** Start of MATERIAL FOR THE TASK **
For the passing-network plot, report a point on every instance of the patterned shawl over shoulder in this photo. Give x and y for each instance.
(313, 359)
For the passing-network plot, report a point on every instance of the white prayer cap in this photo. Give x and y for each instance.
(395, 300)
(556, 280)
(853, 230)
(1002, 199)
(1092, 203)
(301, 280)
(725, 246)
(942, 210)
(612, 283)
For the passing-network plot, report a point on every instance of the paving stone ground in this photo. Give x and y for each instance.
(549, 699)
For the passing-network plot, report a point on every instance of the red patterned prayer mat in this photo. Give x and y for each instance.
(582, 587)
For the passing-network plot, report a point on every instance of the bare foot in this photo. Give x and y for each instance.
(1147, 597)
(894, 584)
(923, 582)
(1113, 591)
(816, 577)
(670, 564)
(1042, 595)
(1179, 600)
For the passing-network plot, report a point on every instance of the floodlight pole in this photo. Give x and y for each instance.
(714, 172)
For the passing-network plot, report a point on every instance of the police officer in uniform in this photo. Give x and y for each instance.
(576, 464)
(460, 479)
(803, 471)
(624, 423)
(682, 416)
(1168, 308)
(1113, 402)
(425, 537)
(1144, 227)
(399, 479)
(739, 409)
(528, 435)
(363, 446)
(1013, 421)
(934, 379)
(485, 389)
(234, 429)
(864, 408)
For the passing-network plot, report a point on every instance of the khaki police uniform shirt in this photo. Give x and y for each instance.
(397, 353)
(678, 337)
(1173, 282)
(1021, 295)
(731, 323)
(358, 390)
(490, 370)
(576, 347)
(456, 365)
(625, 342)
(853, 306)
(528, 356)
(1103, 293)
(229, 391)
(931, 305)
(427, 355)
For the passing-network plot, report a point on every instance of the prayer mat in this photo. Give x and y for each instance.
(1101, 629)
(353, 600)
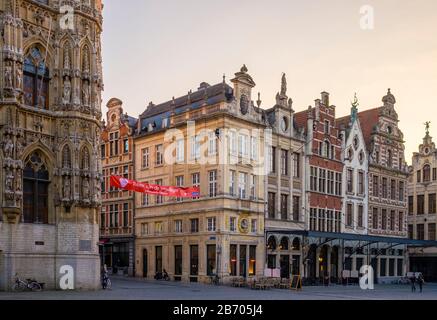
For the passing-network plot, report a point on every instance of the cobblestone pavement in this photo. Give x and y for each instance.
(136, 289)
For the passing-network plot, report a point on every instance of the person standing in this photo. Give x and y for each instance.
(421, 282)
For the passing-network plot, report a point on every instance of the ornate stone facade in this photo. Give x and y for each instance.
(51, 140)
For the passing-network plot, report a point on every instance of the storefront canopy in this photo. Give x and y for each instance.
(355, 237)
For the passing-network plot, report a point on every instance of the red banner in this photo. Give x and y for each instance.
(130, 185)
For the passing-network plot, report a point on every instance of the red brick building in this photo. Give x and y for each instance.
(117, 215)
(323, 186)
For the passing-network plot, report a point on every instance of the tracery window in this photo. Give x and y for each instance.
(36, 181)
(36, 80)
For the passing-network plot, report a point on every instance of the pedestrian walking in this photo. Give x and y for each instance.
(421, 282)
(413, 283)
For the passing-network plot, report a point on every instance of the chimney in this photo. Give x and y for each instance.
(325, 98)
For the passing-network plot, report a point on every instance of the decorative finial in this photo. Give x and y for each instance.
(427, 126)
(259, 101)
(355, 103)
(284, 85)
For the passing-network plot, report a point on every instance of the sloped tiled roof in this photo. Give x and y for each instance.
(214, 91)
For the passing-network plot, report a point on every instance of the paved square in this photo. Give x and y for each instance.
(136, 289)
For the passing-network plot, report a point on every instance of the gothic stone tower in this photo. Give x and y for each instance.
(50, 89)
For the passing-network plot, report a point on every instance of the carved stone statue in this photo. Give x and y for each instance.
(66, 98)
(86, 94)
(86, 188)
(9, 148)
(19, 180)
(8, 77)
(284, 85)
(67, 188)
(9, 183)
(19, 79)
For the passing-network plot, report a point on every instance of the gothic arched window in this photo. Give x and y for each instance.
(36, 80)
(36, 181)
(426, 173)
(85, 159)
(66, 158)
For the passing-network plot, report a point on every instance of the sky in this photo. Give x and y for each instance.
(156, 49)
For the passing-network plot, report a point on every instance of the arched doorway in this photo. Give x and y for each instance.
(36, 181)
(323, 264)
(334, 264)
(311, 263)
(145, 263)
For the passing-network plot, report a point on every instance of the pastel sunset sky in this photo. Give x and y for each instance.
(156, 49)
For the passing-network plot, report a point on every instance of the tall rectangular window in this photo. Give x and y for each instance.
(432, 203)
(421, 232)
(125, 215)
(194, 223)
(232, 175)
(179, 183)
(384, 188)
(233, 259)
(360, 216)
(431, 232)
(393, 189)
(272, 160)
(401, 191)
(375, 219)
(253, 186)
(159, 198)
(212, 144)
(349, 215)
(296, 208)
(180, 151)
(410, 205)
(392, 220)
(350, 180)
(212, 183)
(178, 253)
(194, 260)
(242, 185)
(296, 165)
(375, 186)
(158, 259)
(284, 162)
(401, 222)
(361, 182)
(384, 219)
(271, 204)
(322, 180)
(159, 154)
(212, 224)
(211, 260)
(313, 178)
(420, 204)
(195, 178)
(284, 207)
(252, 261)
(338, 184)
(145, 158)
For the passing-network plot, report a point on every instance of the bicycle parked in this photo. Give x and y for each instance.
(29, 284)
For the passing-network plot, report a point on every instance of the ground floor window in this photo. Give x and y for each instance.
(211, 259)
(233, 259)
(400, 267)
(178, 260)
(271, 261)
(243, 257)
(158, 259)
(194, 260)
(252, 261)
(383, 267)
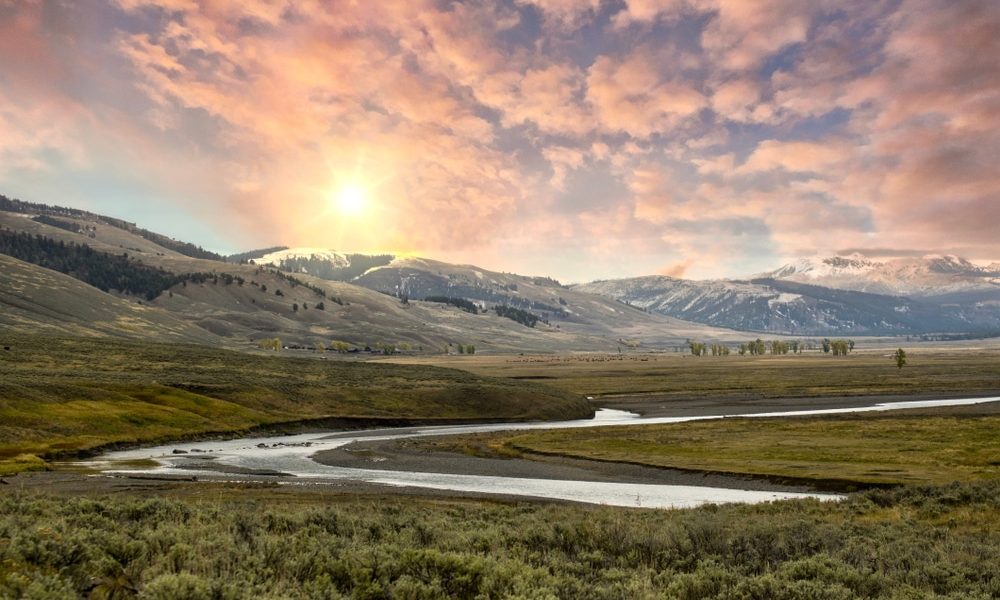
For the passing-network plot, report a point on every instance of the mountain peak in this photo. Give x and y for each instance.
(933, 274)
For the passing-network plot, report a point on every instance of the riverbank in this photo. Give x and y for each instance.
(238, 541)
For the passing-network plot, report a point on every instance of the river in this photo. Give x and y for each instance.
** End of MATERIAL FOR THE TASK **
** Start of MATERIAL FOR THE TASK **
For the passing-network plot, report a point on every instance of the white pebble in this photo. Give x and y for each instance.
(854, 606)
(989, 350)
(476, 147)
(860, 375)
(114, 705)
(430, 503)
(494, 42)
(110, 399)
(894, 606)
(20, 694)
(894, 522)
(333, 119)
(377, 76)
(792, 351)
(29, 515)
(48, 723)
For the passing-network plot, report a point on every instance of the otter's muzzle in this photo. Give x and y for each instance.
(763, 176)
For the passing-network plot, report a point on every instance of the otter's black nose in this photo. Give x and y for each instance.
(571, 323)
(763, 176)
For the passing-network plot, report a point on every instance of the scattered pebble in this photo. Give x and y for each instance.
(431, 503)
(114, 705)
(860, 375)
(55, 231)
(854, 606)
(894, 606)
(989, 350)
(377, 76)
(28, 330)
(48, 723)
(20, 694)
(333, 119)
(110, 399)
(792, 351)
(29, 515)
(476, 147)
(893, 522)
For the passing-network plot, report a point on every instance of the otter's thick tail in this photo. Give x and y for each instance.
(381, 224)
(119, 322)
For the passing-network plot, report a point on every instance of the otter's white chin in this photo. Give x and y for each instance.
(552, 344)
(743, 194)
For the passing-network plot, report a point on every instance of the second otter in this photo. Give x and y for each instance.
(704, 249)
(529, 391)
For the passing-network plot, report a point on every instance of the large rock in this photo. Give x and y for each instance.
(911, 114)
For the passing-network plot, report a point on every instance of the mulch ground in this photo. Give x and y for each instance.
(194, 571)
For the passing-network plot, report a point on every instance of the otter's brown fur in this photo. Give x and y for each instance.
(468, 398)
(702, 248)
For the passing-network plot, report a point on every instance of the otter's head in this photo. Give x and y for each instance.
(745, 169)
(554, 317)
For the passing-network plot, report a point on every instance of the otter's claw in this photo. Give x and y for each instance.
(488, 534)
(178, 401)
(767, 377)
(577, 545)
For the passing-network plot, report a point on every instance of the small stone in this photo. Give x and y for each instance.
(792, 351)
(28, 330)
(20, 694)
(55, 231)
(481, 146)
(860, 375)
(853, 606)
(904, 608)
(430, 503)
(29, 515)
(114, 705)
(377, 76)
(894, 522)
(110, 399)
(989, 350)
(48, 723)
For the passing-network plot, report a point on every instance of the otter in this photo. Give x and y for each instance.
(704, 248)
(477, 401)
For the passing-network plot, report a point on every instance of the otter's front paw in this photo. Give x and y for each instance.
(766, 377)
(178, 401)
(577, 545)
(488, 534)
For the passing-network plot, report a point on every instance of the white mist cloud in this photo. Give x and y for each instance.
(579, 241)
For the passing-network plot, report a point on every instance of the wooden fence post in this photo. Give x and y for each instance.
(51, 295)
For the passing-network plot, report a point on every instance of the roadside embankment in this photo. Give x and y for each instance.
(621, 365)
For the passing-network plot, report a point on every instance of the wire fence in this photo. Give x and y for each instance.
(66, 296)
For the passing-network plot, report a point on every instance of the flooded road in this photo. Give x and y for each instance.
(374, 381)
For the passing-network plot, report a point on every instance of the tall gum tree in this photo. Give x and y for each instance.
** End of MATERIAL FOR THE TASK **
REQUIRED WORK: Tally the lines in the entries above that contain the string "police", with case counting, and reply with the number alone.

EXERCISE OUTPUT: 2